» **TASK TO COMPLETE**
Rewrite every line of the records, starting at the line that contains "# trace the outline of every instance of the puppy paw" and ending at the line that contains "181), (139, 197)]", both included. In the answer outlines, offset each coordinate by -142, and copy all other lines unchanged.

○ ○ ○ ○ ○ ○ ○

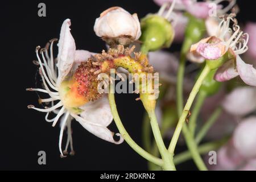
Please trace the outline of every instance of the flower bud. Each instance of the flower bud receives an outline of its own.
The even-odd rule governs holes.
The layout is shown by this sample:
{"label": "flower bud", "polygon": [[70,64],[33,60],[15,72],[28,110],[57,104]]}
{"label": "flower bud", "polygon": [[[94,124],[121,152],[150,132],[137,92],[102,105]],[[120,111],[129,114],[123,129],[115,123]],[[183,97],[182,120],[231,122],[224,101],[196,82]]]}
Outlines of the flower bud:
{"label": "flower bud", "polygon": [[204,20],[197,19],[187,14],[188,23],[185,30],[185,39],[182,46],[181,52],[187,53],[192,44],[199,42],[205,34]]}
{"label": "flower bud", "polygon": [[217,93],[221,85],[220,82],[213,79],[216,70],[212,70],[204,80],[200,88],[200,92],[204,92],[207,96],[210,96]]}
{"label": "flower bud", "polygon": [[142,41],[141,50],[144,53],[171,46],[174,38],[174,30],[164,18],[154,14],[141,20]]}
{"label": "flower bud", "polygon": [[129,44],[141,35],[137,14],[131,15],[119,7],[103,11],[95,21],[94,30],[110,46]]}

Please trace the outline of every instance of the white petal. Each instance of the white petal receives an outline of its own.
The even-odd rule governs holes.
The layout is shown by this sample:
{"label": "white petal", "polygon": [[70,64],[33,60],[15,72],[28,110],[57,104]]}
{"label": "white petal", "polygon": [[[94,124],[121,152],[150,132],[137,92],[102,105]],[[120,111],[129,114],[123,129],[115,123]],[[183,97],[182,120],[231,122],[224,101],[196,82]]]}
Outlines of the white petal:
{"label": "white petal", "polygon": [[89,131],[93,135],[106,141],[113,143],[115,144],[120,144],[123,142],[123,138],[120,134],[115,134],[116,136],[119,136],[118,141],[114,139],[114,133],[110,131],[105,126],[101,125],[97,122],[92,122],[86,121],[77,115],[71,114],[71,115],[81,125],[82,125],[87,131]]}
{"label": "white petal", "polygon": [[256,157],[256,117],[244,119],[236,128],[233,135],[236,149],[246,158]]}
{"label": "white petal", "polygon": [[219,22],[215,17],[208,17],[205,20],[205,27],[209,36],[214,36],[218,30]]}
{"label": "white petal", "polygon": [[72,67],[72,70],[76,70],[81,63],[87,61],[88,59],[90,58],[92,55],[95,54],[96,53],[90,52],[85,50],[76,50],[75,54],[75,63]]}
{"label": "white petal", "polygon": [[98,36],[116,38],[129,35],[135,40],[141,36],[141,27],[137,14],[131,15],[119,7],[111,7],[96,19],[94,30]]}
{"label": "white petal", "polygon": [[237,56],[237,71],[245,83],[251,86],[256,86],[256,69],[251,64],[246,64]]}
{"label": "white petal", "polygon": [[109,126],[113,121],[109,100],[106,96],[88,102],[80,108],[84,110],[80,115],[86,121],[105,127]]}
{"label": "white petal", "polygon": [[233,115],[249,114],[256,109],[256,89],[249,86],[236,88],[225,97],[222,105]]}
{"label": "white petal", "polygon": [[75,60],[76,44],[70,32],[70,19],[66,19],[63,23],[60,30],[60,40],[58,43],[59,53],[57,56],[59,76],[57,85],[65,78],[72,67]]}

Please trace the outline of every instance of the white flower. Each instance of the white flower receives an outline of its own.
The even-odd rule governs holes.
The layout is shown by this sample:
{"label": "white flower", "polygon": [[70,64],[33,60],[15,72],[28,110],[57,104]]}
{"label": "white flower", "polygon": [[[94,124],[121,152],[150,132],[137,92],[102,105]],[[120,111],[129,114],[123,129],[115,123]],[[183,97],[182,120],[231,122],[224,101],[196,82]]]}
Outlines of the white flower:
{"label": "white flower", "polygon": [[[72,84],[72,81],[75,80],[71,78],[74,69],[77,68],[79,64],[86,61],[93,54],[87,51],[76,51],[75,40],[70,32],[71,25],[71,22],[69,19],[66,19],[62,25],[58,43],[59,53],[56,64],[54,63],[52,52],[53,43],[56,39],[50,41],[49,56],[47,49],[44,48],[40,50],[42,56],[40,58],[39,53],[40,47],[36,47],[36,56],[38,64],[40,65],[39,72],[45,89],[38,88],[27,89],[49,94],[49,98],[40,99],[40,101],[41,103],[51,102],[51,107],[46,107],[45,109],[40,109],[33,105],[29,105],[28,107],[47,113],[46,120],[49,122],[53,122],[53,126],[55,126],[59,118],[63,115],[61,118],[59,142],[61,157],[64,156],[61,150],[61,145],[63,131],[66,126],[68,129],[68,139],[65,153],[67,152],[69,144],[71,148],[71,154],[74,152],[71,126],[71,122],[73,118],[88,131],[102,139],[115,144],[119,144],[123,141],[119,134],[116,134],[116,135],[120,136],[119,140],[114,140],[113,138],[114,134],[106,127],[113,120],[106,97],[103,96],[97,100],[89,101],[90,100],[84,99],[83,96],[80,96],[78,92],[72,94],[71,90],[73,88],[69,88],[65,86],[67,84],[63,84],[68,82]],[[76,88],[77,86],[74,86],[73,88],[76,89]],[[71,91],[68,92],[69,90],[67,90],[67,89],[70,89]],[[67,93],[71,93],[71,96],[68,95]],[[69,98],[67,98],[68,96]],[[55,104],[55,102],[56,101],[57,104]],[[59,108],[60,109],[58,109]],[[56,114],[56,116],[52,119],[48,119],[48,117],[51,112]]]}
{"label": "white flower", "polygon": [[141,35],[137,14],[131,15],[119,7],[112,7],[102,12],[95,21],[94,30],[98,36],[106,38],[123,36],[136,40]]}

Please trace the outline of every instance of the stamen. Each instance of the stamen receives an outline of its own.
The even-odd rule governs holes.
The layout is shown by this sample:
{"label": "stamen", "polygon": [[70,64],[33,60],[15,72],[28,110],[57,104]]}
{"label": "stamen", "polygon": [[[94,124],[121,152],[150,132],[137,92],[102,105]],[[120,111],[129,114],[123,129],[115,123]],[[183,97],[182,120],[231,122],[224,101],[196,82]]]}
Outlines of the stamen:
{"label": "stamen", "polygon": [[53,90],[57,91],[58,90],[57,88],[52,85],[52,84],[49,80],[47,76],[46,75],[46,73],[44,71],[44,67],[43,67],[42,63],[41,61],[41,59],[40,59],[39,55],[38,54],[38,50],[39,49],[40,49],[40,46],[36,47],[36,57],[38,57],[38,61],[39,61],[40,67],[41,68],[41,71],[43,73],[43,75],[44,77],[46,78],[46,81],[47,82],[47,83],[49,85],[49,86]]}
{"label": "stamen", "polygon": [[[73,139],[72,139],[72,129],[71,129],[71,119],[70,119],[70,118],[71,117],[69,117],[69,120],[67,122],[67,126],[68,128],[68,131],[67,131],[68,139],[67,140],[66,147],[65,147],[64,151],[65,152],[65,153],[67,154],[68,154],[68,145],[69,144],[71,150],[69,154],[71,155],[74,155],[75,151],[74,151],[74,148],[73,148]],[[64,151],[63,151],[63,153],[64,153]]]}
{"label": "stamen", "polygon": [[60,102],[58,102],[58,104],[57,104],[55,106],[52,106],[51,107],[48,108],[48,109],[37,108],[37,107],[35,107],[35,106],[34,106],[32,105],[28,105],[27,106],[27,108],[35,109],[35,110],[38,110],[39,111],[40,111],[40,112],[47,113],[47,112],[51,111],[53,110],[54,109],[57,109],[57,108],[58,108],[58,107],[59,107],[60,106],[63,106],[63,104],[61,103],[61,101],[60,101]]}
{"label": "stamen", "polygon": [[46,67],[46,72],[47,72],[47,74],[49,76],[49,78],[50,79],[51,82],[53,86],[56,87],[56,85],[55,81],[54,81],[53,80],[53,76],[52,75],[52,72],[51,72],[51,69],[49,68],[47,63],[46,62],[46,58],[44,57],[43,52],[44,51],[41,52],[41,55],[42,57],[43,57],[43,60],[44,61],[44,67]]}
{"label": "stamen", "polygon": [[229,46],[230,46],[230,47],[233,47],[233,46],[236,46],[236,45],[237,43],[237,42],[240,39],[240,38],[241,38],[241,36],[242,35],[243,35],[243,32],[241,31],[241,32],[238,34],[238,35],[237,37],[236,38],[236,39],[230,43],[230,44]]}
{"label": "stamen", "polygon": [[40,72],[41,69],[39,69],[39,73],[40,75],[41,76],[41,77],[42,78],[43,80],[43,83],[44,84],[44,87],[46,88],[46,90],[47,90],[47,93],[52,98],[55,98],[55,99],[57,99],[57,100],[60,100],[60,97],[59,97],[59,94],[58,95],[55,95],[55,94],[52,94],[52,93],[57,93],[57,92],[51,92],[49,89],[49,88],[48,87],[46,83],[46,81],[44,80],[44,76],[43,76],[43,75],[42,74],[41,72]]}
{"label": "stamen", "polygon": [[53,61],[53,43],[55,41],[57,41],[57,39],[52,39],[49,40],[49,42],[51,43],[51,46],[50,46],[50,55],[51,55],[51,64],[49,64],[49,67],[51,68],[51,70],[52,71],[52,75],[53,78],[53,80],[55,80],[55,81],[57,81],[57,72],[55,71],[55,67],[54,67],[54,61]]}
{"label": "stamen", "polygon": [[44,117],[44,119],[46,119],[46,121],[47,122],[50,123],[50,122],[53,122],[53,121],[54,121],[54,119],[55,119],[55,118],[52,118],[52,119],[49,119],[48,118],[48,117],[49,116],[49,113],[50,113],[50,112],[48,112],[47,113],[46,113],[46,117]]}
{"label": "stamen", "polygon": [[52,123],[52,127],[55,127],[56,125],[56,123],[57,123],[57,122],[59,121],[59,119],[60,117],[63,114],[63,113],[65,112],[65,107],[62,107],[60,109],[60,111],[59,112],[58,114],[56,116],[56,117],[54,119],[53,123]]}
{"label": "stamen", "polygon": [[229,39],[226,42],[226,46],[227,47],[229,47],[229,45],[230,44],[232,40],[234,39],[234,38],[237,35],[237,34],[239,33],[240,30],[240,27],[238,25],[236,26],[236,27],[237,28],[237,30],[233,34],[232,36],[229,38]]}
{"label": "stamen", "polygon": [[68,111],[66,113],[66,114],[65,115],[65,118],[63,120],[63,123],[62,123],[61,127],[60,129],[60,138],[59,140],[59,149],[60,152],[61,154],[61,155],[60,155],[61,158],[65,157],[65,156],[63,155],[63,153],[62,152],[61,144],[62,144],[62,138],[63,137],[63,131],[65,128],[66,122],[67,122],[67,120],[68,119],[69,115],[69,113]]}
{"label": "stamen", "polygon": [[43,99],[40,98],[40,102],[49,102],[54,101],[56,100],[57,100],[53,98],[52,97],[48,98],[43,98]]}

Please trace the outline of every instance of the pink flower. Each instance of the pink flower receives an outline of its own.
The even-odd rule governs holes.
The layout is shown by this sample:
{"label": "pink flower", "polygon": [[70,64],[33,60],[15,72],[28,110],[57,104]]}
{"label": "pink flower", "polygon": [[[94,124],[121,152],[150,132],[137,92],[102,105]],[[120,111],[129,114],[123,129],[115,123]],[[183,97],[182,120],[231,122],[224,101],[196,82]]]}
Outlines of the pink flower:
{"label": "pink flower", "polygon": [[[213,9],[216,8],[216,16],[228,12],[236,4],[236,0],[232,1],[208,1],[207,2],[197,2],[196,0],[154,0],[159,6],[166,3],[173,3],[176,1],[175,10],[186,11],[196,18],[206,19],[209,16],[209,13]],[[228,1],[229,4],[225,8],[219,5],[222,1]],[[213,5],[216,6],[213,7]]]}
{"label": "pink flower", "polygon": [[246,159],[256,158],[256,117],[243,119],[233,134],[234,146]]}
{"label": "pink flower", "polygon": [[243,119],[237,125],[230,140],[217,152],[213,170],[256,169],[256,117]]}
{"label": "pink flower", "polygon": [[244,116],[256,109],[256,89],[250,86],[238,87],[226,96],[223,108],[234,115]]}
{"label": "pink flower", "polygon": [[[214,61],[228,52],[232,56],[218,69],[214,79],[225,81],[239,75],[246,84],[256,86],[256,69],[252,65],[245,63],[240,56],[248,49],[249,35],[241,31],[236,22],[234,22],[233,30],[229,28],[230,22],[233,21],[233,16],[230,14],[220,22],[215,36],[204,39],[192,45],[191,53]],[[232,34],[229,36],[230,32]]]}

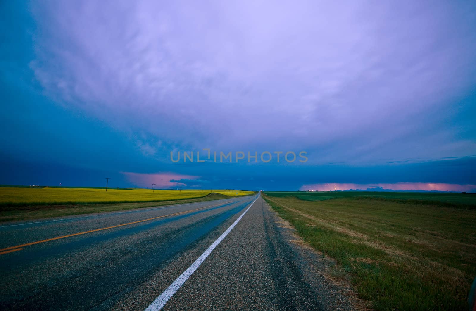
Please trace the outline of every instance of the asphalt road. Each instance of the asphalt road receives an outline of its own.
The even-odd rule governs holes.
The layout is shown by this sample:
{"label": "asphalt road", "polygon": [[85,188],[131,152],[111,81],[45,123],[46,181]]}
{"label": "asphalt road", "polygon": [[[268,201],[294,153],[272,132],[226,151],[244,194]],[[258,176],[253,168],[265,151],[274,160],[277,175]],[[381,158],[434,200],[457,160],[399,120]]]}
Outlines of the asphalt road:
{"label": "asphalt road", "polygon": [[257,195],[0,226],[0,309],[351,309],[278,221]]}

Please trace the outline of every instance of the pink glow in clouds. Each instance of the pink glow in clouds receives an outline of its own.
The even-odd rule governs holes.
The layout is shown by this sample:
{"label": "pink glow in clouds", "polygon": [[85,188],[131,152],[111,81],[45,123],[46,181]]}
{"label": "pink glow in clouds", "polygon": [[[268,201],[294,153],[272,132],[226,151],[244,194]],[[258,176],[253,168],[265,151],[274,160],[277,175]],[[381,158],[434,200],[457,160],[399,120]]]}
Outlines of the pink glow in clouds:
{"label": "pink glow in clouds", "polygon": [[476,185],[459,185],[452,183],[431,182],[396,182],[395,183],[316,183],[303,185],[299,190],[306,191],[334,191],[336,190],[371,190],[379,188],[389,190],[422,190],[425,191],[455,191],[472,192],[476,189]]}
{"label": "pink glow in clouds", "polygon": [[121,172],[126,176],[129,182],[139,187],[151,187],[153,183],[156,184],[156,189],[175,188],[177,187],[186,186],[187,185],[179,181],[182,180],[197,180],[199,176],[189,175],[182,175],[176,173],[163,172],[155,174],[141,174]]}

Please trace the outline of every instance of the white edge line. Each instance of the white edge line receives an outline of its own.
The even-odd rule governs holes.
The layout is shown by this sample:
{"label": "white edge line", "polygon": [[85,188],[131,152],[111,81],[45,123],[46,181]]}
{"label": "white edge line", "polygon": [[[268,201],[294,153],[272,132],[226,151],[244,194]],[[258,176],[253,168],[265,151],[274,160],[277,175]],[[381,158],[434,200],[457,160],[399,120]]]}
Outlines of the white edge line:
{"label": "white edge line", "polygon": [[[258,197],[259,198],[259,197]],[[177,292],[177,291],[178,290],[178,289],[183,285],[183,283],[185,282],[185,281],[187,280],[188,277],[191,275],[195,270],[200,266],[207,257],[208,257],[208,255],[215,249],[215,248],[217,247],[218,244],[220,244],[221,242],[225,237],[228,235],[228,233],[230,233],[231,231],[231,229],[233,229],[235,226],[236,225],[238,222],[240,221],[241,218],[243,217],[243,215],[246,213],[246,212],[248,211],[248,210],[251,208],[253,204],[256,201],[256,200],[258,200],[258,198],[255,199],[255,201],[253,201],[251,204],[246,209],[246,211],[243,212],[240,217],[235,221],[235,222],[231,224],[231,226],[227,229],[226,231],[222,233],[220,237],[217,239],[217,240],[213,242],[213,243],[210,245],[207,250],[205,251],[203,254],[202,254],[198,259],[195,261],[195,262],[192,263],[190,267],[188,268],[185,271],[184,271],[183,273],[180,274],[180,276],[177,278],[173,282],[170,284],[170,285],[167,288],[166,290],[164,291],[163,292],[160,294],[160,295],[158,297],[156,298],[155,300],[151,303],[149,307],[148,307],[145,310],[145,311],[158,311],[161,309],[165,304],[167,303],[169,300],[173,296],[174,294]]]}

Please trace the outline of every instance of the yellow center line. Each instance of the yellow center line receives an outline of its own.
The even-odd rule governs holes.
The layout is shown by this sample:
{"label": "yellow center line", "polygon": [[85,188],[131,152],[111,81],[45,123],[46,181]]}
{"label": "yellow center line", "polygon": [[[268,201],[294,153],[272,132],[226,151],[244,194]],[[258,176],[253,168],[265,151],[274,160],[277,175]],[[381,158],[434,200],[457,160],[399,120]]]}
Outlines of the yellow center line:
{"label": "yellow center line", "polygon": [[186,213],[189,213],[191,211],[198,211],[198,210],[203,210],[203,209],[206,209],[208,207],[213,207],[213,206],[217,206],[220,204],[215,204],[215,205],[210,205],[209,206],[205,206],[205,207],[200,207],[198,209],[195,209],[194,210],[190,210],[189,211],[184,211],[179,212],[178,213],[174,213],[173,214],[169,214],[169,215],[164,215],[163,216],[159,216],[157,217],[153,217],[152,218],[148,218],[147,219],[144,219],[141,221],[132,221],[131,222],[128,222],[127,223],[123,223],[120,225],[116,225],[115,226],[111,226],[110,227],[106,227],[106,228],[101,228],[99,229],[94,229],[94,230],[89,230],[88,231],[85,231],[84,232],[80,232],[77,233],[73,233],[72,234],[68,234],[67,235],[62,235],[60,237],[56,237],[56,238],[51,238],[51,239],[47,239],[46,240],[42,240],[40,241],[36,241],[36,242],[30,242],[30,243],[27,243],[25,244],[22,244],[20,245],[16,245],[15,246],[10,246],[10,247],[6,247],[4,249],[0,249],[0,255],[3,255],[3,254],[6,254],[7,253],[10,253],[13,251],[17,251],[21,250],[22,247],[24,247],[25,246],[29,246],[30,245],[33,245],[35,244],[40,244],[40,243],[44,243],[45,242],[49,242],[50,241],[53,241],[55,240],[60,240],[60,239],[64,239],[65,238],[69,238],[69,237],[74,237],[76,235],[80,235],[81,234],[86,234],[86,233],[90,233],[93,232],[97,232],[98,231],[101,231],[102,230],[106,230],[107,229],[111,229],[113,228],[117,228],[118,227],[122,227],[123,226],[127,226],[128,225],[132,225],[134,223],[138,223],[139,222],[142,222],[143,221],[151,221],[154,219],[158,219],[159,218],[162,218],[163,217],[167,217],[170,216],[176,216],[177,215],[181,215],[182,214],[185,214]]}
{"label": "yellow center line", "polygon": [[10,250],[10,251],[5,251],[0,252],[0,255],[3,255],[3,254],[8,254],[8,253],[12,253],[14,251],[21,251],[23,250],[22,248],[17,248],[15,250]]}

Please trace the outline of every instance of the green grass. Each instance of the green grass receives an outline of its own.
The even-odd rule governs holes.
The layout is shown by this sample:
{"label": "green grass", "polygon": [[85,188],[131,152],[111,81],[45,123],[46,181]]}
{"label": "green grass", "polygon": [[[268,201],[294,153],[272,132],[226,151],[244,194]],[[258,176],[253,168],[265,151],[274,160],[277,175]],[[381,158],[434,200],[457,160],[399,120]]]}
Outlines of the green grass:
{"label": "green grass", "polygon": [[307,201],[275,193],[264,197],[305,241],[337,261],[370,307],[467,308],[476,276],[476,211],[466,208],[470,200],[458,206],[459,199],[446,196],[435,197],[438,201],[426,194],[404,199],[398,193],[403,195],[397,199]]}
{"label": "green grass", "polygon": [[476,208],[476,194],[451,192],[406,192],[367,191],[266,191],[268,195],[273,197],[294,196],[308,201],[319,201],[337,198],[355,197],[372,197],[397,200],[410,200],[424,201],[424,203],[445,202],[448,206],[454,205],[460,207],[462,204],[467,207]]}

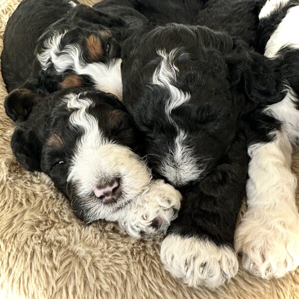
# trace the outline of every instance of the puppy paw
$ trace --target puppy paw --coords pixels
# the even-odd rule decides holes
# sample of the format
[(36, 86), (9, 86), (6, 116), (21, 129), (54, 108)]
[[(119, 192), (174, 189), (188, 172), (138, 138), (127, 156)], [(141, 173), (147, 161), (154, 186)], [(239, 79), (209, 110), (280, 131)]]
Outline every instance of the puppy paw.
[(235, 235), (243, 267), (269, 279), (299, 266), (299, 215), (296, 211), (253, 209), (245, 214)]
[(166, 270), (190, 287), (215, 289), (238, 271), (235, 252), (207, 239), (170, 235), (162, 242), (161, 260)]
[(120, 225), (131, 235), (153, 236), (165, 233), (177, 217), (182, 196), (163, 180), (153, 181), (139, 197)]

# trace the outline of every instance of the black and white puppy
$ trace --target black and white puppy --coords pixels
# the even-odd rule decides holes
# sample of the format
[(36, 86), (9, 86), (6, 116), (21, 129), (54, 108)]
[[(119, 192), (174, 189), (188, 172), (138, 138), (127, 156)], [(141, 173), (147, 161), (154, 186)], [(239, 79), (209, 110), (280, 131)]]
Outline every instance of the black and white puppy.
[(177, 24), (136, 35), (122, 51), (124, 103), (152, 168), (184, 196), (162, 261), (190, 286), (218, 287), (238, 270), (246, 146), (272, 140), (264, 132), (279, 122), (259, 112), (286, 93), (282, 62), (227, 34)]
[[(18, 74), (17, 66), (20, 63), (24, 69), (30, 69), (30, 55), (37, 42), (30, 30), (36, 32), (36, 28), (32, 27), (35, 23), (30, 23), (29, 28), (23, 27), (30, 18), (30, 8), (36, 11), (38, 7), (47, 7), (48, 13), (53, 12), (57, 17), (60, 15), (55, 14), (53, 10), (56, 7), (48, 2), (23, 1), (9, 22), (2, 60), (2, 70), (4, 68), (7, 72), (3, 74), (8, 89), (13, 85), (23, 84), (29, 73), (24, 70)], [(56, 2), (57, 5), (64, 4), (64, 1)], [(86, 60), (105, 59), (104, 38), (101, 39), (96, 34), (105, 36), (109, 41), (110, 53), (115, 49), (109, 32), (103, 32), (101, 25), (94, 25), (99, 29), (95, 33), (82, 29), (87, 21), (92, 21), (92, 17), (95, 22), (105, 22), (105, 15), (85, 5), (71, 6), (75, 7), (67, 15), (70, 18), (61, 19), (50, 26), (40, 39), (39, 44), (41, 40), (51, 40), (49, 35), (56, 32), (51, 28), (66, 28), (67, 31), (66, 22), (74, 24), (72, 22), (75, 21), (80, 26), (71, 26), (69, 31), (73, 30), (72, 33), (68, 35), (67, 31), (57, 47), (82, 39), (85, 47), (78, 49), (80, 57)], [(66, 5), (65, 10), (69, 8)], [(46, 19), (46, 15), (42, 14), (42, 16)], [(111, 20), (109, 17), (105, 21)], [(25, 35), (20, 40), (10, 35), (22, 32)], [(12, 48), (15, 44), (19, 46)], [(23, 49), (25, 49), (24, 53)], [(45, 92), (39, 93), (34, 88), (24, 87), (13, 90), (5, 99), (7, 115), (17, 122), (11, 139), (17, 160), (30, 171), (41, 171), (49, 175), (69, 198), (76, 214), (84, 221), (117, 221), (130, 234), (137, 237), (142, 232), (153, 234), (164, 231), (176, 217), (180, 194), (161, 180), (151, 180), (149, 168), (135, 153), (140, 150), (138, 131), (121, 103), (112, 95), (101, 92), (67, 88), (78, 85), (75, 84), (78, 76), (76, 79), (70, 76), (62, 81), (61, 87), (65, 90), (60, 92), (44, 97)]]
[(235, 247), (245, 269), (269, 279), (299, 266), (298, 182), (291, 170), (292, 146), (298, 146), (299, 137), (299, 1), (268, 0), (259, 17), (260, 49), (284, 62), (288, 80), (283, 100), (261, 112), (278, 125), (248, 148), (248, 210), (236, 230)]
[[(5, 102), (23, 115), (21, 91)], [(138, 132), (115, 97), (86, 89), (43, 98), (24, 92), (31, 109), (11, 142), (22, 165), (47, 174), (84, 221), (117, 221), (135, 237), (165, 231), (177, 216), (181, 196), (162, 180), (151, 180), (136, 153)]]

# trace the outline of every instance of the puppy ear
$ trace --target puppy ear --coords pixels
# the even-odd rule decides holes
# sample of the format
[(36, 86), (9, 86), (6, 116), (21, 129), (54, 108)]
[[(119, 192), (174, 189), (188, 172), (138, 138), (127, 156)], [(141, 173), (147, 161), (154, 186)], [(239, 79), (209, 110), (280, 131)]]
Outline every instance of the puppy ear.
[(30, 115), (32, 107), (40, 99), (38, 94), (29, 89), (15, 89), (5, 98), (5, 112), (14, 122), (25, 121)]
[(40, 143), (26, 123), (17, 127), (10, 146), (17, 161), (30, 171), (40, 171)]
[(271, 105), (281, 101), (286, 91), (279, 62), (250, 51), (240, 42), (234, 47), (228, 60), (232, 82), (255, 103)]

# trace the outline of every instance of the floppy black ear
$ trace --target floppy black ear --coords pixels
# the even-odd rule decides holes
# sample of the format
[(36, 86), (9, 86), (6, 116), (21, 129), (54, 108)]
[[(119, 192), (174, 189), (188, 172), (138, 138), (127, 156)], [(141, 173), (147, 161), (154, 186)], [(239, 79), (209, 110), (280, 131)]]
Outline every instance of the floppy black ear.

○ ○ ○ ○ ○ ○ ○

» **ANSWER TO THE PROBLEM**
# trace the outline of every instance of the puppy paw
$ trace --target puppy paw --coords pixels
# the even-odd rule decides holes
# sample of the format
[(36, 86), (9, 86), (6, 116), (21, 129), (54, 108)]
[[(119, 192), (174, 189), (188, 172), (138, 138), (127, 156)], [(141, 173), (147, 161), (154, 186)], [(239, 79), (209, 110), (280, 131)]]
Outline every instance of the puppy paw.
[(93, 93), (101, 125), (127, 137), (157, 124), (157, 73), (154, 69), (111, 67), (103, 72)]
[(24, 128), (48, 145), (73, 147), (96, 129), (93, 110), (65, 97), (28, 93), (20, 100), (19, 118)]
[(-22, 83), (-11, 93), (11, 94), (23, 91), (35, 75), (40, 54), (21, 38), (11, 39), (-3, 55)]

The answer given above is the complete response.